To be done: List every line of the listing below that contains the string "lamp", copying each such line in full.

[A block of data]
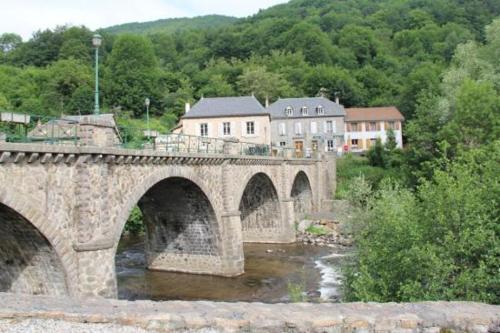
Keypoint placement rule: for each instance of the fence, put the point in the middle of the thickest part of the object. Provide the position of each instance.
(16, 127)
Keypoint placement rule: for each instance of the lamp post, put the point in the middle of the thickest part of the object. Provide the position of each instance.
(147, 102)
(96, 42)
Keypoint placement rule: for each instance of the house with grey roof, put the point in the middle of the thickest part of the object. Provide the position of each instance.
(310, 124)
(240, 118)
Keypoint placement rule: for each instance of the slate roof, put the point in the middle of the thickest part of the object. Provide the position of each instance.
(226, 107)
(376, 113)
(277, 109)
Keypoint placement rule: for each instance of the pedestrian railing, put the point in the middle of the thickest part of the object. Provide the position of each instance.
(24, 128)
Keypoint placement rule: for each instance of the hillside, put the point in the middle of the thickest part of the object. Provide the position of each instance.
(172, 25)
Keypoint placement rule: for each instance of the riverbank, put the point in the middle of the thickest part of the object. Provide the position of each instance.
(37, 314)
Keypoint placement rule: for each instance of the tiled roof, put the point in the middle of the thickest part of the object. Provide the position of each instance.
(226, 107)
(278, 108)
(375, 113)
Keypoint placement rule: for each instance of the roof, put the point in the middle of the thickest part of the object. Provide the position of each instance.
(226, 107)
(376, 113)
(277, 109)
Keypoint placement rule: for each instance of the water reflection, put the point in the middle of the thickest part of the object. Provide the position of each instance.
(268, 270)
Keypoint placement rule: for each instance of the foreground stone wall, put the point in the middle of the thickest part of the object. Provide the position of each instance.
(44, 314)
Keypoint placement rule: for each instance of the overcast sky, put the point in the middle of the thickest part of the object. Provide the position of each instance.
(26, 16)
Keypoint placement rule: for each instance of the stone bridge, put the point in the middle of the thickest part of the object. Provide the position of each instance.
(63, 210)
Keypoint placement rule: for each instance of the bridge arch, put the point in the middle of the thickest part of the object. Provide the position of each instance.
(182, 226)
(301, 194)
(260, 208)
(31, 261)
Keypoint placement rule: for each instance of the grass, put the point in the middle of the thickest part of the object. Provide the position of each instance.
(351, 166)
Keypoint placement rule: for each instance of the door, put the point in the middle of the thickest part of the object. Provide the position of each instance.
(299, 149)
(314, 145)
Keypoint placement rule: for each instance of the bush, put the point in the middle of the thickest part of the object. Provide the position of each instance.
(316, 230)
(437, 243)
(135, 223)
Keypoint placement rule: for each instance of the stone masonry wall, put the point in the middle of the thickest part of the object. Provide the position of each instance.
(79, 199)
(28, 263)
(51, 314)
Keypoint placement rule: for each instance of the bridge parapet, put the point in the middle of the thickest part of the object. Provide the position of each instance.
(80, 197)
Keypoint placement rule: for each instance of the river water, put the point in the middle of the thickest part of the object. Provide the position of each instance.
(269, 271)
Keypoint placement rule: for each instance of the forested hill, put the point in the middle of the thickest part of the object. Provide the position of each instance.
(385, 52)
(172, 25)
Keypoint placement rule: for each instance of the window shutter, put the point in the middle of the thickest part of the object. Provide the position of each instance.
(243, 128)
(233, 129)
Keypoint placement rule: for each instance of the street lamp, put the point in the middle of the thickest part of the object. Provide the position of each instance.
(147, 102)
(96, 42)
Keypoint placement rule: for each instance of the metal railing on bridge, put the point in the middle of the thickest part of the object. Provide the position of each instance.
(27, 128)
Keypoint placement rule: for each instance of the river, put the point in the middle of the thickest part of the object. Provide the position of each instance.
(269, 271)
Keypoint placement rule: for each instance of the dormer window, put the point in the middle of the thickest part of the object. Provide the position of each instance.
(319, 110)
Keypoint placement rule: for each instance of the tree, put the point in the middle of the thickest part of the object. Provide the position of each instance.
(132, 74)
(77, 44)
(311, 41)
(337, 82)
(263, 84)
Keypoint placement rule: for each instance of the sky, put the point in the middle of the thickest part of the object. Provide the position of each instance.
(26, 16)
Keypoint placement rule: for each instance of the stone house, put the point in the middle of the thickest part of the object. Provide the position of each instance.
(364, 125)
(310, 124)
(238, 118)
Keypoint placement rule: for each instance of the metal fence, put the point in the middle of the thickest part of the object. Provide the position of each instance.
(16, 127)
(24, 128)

==

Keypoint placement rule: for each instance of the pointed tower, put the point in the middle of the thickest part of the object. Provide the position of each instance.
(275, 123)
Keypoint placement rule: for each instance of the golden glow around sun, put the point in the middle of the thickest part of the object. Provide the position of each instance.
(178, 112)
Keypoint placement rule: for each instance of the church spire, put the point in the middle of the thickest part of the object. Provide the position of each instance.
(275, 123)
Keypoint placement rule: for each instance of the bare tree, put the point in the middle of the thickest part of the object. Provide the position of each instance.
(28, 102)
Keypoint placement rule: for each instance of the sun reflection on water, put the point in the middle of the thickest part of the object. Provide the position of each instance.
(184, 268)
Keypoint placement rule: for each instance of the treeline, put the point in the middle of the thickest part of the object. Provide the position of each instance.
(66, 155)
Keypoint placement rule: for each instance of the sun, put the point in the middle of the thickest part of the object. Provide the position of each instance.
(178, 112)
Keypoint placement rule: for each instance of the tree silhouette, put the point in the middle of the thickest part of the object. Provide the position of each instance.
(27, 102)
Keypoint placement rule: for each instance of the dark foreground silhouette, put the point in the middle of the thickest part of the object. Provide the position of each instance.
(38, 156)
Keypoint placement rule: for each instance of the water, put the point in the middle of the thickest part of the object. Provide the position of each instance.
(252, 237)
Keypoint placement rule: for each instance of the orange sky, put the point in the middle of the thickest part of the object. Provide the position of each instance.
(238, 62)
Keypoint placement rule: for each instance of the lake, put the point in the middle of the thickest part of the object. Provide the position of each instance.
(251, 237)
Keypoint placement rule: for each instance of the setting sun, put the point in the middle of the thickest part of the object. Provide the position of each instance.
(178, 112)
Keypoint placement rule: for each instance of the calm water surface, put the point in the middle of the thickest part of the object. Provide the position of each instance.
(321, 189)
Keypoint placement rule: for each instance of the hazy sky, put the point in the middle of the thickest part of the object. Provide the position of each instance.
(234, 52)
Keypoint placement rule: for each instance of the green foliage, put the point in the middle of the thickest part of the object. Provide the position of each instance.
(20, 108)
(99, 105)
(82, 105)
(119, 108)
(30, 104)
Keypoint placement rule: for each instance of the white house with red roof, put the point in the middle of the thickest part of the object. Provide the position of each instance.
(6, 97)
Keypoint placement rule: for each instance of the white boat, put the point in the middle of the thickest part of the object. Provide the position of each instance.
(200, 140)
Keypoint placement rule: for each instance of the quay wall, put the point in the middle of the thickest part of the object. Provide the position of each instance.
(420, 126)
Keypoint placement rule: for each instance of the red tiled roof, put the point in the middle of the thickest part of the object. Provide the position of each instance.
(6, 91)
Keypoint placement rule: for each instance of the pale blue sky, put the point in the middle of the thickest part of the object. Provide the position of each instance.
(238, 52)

Output of the exercise:
Keypoint placement rule: for each instance of the lamp post, put the point in the middle of the thickest part of the object. Provide the position of each instance.
Keypoint placement rule: for each instance of the street lamp, put the point in the middle of the thickest part of the object. Provide the position of each instance.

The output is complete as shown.